They aren't listing this based on a single metric such as 'jobs in this
programming language' or 'sites run on this programming language', but more a
level of how trendy it is.

They have 12 sources scored out of 100, the defaults are:

-100 "IEEE Xplore" (Publication): This will bias new popular and emerging languages as a journal is more likely to cover topical interests.

-50 "Google Trends" (Trend Tool): Google trends will also bias as the results from the trends tool are relative and not absolute. If "Arduino" leaped up in searches while "PHP" stayed the same, Google Trends would overweight Arduino.

-50 "GitHub Active" (Code Repo): This one I'm ok with, but it depends on the definition of active and how much weight is given to the size of the project. Does two projects having at least one commit in 30 days mean that WordPress' PHP repo is just as active as my_fist_Haskell repo?

-50 Google (Search): It's unclear what's being measured here, volume of searches? Volume of results? Quality of results? The other consideration is if you know a language well or have sources you trust in that language you might not be searching at all.

-30 GitHub Created (Code Repo): I think this is overweighted unless it filters out inactive repos or those with only a readme file?

-30 Stack Overflow Views (Q/A Site): This seems like it should be much higher.

-30 Stack Overflow Questions (Q/A Site): Unclear if this is questions this year, or questions total. If it is new questions this year that will heavily bias the results to emerging languages. It's also unclear if this counts specialty stack exchanges.

-20 Reddit (Social): Seems like a bias sample to include as some projects choose this as their homebase for communication and others don't.

-20 HackerNews (Social): We're also realistically a bias sample as we're more likely to talk about trendy languages even if it doesn't have a large following.

-20 Twitter (Social): I don't use Twitter enough to comment on this, but I think it is important to define what is being measured here. Raw tweet count? Reach? Engagement?

-5 Career Builder (Job Site): ...Why?

-5 Dice (Job Site): ...Never heard of it.

What's missing?

I would have liked to see jobs from LinkedIn, AngelList, Stack Overflow
Careers etc included, as well as volumes of subscribers for educational sites
like Udacity, Udemy, FreeCodeCamp etc.

------
logandk
I was hoping to see Elixir on the list, but I suppose it may have been
classified as Erlang?

====

* [Required work] Summarize the comment on the programming language ranking in two sentences.

Entries drawn from a collection:
====

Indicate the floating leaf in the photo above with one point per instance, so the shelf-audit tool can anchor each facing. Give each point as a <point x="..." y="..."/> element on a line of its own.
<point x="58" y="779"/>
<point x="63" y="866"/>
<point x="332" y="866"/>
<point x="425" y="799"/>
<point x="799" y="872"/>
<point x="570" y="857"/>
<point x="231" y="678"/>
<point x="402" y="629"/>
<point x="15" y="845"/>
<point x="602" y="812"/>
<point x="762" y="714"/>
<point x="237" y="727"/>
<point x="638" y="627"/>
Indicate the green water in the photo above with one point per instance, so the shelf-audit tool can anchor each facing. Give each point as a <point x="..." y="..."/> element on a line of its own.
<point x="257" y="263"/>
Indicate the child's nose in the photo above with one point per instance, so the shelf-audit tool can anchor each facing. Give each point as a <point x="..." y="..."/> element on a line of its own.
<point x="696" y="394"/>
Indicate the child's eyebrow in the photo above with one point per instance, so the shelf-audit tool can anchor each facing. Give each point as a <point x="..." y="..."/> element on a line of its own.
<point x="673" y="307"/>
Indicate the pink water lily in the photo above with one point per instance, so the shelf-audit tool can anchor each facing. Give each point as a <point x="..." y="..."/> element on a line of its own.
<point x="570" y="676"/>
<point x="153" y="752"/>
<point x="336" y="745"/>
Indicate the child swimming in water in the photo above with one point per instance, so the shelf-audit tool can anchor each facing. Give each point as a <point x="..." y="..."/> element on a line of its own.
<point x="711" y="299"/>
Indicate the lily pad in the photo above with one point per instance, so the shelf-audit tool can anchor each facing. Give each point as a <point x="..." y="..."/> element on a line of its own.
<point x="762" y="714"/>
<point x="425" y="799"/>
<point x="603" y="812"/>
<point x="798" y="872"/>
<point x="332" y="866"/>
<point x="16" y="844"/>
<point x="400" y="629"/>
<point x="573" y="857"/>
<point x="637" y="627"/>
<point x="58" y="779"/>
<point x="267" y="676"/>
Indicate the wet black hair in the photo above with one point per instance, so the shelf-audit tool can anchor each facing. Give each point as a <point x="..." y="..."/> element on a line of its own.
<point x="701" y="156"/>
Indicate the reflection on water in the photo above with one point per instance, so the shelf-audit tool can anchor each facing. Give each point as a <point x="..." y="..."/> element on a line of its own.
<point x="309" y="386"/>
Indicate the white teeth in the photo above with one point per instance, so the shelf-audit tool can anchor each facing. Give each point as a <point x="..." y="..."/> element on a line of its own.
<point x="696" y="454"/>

====

* [Solution] The ranking measures how trendy a programming language is rather than relying on a single metric, and it uses 12 sources scored out of 100, from IEEE Xplore at 100 down to Career Builder and Dice at 5. The writer questions how several of these sources are measured or weighted and would have liked to see jobs from LinkedIn, AngelList and Stack Overflow Careers, along with subscriber numbers from educational sites like Udacity, Udemy and FreeCodeCamp.